- **Records provided**:
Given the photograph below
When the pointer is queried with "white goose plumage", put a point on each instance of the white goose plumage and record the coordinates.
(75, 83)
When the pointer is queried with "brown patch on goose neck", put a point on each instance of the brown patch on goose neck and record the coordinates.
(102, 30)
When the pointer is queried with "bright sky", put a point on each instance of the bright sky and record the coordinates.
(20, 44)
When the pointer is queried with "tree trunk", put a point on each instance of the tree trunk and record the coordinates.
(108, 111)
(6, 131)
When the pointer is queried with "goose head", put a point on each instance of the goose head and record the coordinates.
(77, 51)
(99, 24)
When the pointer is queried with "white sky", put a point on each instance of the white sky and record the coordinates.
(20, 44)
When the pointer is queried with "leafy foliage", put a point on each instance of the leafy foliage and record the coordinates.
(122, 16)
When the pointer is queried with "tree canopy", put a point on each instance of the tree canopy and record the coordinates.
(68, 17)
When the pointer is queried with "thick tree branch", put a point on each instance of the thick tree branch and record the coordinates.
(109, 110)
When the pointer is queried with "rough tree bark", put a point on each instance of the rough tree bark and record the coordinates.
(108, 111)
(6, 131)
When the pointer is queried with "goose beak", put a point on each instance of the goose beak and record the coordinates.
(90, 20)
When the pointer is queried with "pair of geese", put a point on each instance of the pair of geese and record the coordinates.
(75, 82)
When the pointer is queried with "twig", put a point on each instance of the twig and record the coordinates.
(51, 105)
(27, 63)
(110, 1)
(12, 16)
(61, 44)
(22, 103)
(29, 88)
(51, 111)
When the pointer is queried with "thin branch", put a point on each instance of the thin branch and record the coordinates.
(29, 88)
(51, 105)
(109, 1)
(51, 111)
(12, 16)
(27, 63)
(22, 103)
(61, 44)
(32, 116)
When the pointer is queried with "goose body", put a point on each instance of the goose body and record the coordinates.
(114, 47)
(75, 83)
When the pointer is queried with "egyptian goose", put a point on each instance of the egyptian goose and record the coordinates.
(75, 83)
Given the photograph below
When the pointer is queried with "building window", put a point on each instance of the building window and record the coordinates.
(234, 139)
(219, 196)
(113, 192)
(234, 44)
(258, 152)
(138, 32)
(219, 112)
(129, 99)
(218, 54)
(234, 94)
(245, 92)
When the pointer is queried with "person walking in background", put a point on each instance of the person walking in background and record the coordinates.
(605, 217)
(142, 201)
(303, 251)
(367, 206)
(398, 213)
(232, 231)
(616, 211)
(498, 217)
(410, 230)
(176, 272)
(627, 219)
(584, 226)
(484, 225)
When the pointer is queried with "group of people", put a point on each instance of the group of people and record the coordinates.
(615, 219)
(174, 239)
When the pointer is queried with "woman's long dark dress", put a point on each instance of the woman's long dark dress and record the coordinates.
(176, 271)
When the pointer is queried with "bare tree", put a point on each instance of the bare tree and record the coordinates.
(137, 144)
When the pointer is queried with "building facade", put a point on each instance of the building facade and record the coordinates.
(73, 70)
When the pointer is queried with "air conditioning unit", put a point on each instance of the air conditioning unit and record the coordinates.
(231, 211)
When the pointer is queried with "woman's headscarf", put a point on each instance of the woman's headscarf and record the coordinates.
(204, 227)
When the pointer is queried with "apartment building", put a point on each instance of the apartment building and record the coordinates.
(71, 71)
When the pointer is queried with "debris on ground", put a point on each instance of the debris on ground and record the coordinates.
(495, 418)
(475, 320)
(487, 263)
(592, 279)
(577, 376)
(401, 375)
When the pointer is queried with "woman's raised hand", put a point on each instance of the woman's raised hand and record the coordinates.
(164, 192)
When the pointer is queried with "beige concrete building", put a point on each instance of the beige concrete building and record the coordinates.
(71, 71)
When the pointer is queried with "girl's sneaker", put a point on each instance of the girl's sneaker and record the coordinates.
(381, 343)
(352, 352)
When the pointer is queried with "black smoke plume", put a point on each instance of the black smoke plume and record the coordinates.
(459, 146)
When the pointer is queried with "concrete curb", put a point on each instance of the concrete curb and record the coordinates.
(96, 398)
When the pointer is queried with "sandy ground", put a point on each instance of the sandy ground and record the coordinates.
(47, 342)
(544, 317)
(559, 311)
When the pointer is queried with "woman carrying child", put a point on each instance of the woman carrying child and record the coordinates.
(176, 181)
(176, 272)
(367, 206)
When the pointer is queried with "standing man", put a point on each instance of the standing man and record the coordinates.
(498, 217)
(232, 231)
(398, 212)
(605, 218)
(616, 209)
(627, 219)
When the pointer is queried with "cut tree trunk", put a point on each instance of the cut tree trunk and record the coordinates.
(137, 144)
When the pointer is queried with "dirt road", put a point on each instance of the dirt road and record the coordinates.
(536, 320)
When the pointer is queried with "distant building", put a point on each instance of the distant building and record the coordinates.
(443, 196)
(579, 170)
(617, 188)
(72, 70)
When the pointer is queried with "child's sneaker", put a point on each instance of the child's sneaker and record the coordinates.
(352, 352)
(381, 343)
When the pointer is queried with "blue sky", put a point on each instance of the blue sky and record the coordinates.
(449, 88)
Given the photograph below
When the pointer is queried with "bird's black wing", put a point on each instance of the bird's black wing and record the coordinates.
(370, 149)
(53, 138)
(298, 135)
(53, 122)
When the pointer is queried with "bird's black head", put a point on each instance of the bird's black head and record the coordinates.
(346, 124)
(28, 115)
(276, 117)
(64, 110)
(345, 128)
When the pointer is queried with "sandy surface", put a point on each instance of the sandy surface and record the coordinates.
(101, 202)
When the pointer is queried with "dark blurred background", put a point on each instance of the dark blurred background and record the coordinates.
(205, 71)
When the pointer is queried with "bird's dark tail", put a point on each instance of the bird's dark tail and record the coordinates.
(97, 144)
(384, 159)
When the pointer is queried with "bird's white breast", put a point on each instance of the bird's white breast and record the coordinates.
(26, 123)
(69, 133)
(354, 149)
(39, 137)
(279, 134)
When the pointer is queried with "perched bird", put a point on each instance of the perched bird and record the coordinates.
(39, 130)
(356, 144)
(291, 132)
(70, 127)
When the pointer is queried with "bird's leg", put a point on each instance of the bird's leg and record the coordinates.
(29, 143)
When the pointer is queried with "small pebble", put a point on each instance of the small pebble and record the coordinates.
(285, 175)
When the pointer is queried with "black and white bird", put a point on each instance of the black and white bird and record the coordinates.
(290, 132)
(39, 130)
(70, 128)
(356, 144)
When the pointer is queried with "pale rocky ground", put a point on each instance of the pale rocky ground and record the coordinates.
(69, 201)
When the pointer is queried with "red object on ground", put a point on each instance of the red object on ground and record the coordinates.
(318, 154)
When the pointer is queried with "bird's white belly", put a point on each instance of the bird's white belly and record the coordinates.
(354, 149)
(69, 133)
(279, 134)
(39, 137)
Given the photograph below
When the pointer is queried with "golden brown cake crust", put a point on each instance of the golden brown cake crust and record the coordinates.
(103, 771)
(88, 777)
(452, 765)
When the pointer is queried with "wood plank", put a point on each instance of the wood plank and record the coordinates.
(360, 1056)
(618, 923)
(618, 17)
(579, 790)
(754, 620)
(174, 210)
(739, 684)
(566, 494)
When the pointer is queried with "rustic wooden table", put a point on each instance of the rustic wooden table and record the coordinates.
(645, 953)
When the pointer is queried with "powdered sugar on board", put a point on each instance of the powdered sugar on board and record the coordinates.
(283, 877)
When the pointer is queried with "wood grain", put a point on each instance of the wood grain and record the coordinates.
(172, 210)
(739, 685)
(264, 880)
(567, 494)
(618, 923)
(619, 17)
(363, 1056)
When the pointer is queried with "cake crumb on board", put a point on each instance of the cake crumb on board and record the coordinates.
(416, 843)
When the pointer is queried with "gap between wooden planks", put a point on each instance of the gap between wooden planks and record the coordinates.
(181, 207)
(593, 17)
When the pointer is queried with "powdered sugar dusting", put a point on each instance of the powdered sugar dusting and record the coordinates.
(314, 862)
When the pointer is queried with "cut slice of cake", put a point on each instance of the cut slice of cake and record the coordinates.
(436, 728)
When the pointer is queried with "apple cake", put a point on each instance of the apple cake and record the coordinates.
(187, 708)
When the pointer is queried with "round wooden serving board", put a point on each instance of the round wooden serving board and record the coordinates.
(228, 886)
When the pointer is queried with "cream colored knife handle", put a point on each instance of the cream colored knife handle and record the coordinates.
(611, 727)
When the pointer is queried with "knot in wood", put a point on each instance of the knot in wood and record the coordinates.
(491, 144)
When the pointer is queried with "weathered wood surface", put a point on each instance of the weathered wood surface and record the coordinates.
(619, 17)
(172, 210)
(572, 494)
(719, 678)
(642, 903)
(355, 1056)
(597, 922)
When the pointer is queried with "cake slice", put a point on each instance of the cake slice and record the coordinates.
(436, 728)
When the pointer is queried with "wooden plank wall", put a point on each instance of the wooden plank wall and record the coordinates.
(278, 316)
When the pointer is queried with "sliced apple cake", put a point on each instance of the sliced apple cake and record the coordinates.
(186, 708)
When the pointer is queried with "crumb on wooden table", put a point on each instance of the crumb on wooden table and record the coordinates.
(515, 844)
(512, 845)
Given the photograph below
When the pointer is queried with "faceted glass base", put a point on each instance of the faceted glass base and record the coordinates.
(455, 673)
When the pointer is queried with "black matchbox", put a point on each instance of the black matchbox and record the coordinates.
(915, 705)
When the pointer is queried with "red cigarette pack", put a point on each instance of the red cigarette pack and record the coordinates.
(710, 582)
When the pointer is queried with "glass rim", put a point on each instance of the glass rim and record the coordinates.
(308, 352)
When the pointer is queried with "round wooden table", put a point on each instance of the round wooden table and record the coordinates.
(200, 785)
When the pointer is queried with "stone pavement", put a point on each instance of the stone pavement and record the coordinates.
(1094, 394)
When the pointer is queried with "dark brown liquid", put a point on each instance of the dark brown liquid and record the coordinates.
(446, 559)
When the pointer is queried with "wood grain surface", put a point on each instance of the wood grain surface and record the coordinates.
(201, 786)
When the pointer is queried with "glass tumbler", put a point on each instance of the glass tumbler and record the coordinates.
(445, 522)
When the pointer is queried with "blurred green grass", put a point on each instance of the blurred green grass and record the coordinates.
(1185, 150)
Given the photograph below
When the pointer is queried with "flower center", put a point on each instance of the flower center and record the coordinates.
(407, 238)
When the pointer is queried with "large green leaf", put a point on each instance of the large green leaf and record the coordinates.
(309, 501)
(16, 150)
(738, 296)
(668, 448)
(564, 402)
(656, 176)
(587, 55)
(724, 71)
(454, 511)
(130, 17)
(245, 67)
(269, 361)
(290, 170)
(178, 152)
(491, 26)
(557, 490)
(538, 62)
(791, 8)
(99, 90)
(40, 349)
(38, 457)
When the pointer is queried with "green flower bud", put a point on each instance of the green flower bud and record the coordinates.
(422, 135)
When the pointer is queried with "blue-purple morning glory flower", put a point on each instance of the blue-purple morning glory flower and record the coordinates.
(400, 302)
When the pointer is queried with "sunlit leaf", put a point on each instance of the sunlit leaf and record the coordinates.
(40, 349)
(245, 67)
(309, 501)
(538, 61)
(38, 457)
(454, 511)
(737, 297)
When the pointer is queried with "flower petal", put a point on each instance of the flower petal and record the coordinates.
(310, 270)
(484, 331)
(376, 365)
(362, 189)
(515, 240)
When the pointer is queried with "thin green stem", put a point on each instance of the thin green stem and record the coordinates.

- **Directions for this task**:
From the line containing "sunlit leaf and record the coordinates." through the final line of the listing above, retype every line exactly; leave out everything else.

- **Solution to the problem**:
When the pointer is queried with "sunlit leaf", put a point on each instance of the sunlit leaf and record the coordinates.
(40, 349)
(245, 67)
(309, 501)
(538, 61)
(38, 457)
(454, 511)
(737, 297)
When the pointer is queried with "flower petal", put a point on each instance of the flower petal and record the coordinates.
(310, 270)
(484, 331)
(376, 365)
(362, 189)
(515, 240)
When the pointer is queried with "thin green stem", put a point on each instance of the thin green stem and record the coordinates.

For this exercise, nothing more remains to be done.